__Problem description__.
Answer these from the text on sibling relationships below:
(a) Which Bible translation is given for the Romans 12:18 quotation?
(b) In the Proverbs 18:19 quotation, what are contentions compared to?
(c) Which two things can be part of the competitive nature of sibling rivalry?

__Extract__.
That’s a perhaps, of course.
There’s no guaranteed way to change another person; we only have power to change ourselves. As Romans 12:18 says, “If possible, so far as it depends on you, live peaceably with all” (English Standard Version, emphasis added).
But sometimes the changes we make can have a considerable impact! Here we’ll examine seven ways to improve and strengthen your relationship with your sibling.
Seven ways to have a better relationship
Proverbs 18:19 says, “A brother offended is harder to win than a strong city, and contentions are like the bars of a castle.”
Once a relationship is rocky, it’s not easy to turn things around. But here are seven things you can do to win your brother or sister back.
- Pray about your relationship. Seeking God’s help, guidance and blessing on your relationship might be the single most important thing you can do. Ask God to help you see and understand where you’ve contributed to the problem. Ask for His forgiveness, and ask Him to help you in turning things around.
- Recognize the need for patience. You’ll need to be patient with your sibling, of course. But it’s also important to recognize that the problem didn’t develop overnight, and it won’t be repaired overnight. Be prepared to give it time.
- Be humble and respectful. Pride can be a big part of the competitive nature of sibling rivalry. So can feelings of inferiority. The right kind of humility avoids both of those extremes.

__Dataset content__.
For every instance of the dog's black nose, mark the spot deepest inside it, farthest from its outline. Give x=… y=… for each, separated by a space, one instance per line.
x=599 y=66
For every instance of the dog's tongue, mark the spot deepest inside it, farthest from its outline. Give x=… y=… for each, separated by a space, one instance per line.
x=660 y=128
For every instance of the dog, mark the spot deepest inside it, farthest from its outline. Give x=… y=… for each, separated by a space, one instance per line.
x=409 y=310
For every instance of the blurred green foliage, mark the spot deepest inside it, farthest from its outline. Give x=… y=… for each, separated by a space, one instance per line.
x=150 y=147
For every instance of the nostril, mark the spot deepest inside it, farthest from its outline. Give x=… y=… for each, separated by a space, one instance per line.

...

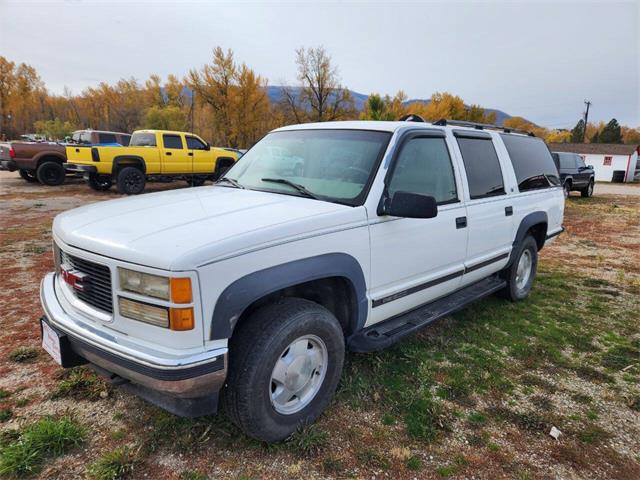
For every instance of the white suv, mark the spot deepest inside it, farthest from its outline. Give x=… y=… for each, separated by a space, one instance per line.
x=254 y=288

__Reply to the exercise__.
(a) The English Standard Version.
(b) The bars of a castle.
(c) Pride and feelings of inferiority.